[Stated task A]: From the text on identification data, pull out verbatim the part that opens with the words containing "Eimas, Cooper &" and closes with "categorical responses.)".
[Stated task B]: In the text on identification data, which fit is described as the only one that is easy to do in SPSS?

[Extract to read]:
[START]
Eimas, Cooper & Corbit (1973), Perc. & Psychophys. 13, 247-252, and Miller & Liberman (1979), Perc. &
Psychophys. 26(6), 457-465, transformed their data to z-scores to fit
a line by linear regression; then the boundary is where z=0.
Finally, a very popular
approach is probit transformation (seen in lots
of papers, especially from Haskins), but our stats consultants say that
this is essentially like the logistic, formerly more popular, now less so;
and only the logistic fit is easy to do in SPSS. (One
possible difference is that the probit curve can have a steeper slope than
a logistic curve, and that could be a reason to prefer it, for fitting very
categorical responses.)
6.
A final topic on analysis of identification data: Using the binomial
distribution to ask, "Is this rate of identification above chance?" For example, given 10 repetitions of a stimulus, and
2 alternative responses "spy" and "sky", clearly 5 "spy" responses is at
chance. But is 6 "spy"
responses above chance? How about 7? And if there are 20 repetitions, is 14 "spy" responses
above chance?
[END]
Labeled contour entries
[START]
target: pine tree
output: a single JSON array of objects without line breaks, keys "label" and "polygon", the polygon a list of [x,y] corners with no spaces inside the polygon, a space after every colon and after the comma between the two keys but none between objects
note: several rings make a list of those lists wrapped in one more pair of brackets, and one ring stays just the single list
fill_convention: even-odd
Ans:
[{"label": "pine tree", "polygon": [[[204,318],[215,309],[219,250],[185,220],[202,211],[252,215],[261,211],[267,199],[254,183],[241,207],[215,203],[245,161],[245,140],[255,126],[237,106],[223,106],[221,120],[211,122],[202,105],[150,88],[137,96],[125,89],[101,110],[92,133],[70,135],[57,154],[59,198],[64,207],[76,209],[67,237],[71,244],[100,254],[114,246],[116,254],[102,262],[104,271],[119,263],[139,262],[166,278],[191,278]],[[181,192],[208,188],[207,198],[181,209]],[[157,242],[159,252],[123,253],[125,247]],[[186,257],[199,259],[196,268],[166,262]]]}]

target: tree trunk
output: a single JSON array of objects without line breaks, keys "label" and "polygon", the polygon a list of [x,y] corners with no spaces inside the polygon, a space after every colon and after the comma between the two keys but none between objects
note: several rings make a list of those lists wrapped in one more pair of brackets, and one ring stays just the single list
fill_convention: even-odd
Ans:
[END]
[START]
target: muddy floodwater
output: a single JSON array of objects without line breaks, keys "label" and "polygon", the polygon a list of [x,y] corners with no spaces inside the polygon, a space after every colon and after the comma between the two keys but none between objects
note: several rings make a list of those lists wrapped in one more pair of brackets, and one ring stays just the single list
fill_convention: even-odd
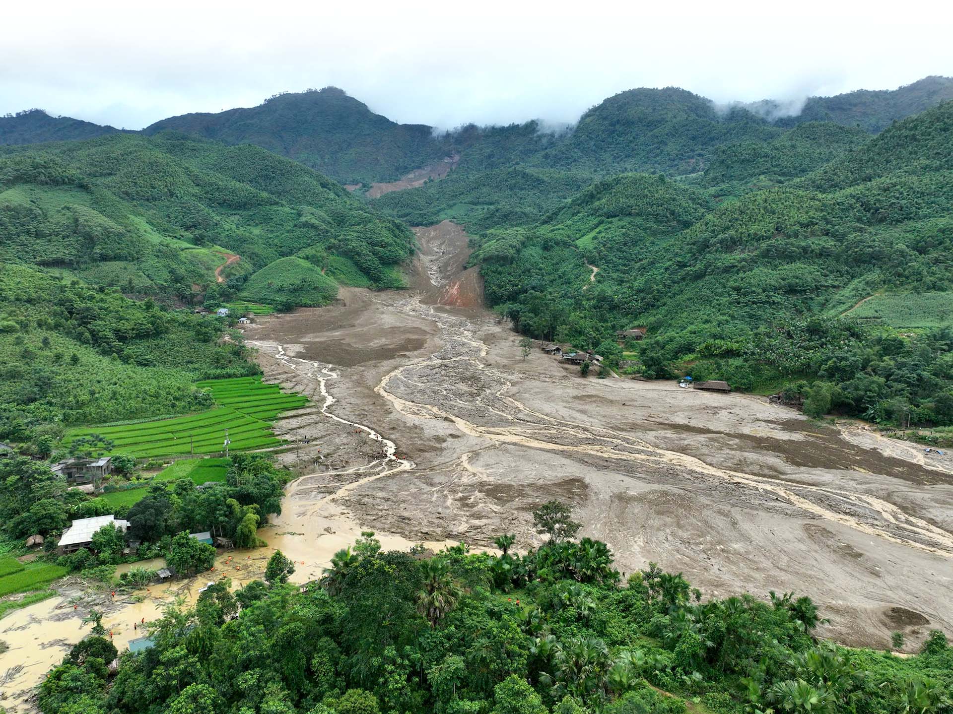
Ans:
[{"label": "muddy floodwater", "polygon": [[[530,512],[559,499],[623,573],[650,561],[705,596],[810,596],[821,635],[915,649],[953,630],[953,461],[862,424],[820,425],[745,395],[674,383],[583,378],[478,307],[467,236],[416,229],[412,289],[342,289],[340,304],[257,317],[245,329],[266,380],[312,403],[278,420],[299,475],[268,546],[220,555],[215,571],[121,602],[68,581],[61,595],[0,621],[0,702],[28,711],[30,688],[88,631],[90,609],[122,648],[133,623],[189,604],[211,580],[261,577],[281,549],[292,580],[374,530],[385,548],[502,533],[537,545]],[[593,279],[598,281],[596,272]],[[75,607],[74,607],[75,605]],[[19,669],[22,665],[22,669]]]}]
[END]
[Complete response A]:
Eimas, Cooper & Corbit (1973), Perc. & Psychophys. 13, 247-252, and Miller & Liberman (1979), Perc. &
Psychophys. 26(6), 457-465, transformed their data to z-scores to fit
a line by linear regression; then the boundary is where z=0.
Finally, a very popular
approach is probit transformation (seen in lots
of papers, especially from Haskins), but our stats consultants say that
this is essentially like the logistic, formerly more popular, now less so;
and only the logistic fit is easy to do in SPSS. (One
possible difference is that the probit curve can have a steeper slope than
a logistic curve, and that could be a reason to prefer it, for fitting very
categorical responses.)

[Complete response B]: The logistic fit.